# Task instructions
Pictures are not repeated. Every line from the beginning of the entries through the one with "Target: goal crossbar" is restated exactly.

Collected data:
────────────────

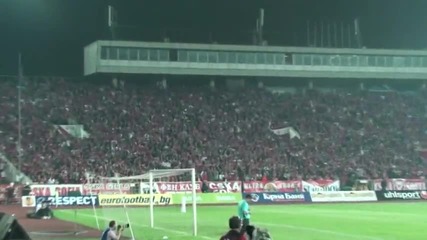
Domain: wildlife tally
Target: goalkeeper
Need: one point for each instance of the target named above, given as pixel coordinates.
(243, 210)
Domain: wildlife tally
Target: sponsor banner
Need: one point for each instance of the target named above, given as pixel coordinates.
(209, 198)
(134, 199)
(85, 200)
(405, 195)
(185, 187)
(274, 186)
(321, 185)
(28, 201)
(106, 188)
(47, 190)
(343, 196)
(280, 198)
(399, 184)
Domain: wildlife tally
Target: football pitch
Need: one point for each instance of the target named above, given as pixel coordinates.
(368, 221)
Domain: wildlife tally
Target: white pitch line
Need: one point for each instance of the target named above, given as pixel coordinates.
(142, 225)
(316, 230)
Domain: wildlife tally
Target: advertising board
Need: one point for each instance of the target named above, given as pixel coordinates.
(209, 198)
(134, 199)
(400, 184)
(401, 195)
(280, 198)
(343, 196)
(85, 200)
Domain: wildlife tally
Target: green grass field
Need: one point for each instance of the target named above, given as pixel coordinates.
(391, 221)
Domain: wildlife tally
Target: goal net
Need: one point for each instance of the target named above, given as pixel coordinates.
(151, 213)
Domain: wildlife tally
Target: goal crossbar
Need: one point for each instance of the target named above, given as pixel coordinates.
(156, 174)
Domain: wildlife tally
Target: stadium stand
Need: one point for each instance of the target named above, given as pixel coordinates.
(134, 129)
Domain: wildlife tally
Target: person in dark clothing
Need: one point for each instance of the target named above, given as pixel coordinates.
(205, 187)
(10, 193)
(236, 232)
(26, 190)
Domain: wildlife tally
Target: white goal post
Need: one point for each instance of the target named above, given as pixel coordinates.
(150, 180)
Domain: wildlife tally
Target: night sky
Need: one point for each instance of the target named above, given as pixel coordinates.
(51, 34)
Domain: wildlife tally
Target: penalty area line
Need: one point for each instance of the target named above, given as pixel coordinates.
(316, 230)
(143, 225)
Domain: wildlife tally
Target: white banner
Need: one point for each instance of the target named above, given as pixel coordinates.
(344, 196)
(28, 201)
(47, 190)
(287, 130)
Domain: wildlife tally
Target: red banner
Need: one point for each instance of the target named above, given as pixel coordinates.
(47, 190)
(106, 188)
(321, 185)
(398, 184)
(181, 187)
(3, 191)
(275, 186)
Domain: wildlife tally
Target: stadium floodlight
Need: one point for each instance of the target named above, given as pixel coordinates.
(140, 192)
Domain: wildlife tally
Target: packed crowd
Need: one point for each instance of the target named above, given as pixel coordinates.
(137, 128)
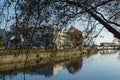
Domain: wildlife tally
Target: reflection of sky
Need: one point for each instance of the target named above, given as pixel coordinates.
(96, 67)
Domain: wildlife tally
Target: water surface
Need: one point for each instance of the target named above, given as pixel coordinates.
(105, 65)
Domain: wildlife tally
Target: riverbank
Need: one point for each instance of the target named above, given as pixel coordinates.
(14, 61)
(13, 56)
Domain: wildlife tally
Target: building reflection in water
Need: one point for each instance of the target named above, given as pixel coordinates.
(105, 52)
(72, 67)
(75, 66)
(11, 70)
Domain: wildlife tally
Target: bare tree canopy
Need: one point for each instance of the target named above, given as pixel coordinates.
(60, 13)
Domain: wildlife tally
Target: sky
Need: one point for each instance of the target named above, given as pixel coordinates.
(104, 36)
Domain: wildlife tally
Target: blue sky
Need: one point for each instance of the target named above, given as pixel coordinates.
(104, 36)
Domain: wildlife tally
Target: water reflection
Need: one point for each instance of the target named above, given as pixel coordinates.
(50, 68)
(100, 66)
(105, 52)
(75, 66)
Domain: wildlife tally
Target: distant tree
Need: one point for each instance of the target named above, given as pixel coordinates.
(75, 36)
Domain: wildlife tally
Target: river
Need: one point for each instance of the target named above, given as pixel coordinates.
(105, 65)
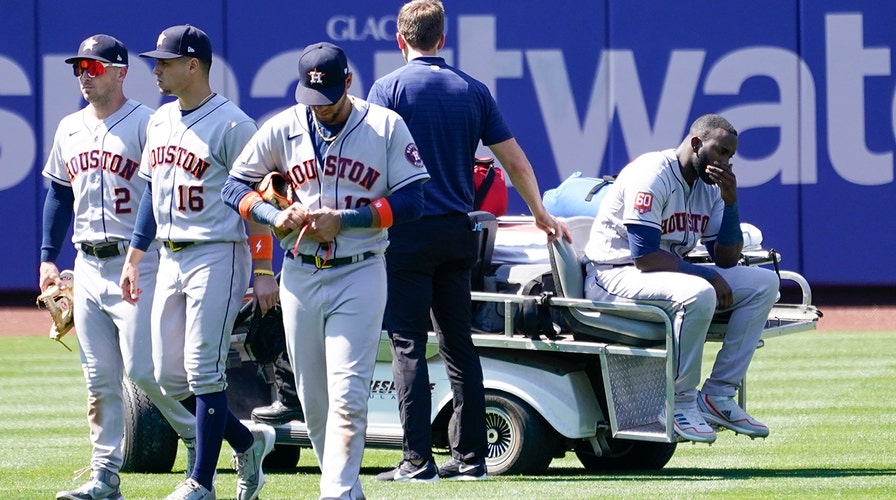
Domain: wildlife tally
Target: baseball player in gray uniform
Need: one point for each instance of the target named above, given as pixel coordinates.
(661, 204)
(92, 169)
(205, 258)
(355, 171)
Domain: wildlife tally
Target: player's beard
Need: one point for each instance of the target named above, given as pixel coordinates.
(700, 164)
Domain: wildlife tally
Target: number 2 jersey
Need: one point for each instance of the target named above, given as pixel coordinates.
(99, 159)
(187, 158)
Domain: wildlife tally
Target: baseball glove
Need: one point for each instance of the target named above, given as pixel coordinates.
(59, 301)
(265, 338)
(275, 189)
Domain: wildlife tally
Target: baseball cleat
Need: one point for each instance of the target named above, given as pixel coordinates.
(690, 425)
(250, 477)
(102, 485)
(724, 412)
(407, 472)
(277, 413)
(191, 490)
(190, 446)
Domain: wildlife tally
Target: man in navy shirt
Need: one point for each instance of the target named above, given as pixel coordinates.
(429, 260)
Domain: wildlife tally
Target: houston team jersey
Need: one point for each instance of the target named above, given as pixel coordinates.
(651, 191)
(187, 158)
(373, 156)
(99, 159)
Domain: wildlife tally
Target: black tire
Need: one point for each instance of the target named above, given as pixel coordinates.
(149, 444)
(626, 454)
(283, 458)
(519, 439)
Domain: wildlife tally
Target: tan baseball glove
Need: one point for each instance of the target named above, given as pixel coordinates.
(275, 189)
(59, 301)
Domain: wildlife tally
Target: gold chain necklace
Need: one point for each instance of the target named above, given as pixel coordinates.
(320, 132)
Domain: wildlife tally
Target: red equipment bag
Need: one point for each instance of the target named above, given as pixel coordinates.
(491, 190)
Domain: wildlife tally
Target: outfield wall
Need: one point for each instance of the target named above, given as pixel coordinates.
(585, 86)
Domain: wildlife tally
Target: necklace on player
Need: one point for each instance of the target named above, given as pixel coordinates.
(320, 131)
(209, 98)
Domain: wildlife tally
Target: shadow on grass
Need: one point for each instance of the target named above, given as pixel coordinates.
(667, 474)
(701, 474)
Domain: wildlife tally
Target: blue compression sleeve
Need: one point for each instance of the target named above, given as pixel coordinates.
(406, 205)
(729, 231)
(234, 191)
(58, 211)
(642, 239)
(145, 226)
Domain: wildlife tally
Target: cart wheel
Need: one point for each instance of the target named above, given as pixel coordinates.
(149, 444)
(626, 454)
(519, 439)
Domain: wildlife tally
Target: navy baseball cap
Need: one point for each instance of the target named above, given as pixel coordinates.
(322, 71)
(182, 41)
(102, 48)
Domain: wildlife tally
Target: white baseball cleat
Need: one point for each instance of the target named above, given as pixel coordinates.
(250, 477)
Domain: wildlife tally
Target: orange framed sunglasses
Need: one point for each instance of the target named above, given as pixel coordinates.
(92, 68)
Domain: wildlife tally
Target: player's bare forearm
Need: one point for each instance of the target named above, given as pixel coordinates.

────────────────

# Response
Domain: wildlife tally
Target: goalkeeper
Need: one point for each instance of the target named above, given as pixel coordinates.
(243, 210)
Domain: wildlife tally
Target: sponsor banner
Need: one point for each instance of the target named above, given as pixel coordinates.
(209, 198)
(134, 199)
(85, 200)
(405, 195)
(185, 187)
(274, 186)
(321, 185)
(28, 201)
(106, 188)
(47, 190)
(343, 196)
(280, 198)
(399, 184)
Domain: wildlife tally
Target: football pitch
Need: one point for each instance of the target named above, given as pixel coordinates.
(368, 221)
Domain: wildlife tally
Target: white pitch line
Need: one point for each instance of the target named above, given as pixel coordinates.
(142, 225)
(316, 230)
Domain: wildlife tally
Target: advertising board
Need: one point for each instance of the target named above, given as pixel coordinates.
(209, 198)
(134, 199)
(400, 184)
(401, 195)
(280, 198)
(343, 196)
(85, 200)
Domain: wildlife tally
Target: green grass field
Need: one point for each instance of the target named above, given as pixel coordinates.
(391, 221)
Domain: wildlife tally
Target: goal net
Need: one point for each instance of the target named above, given as pixel coordinates.
(151, 213)
Domain: wildlife tally
Target: goal crossbar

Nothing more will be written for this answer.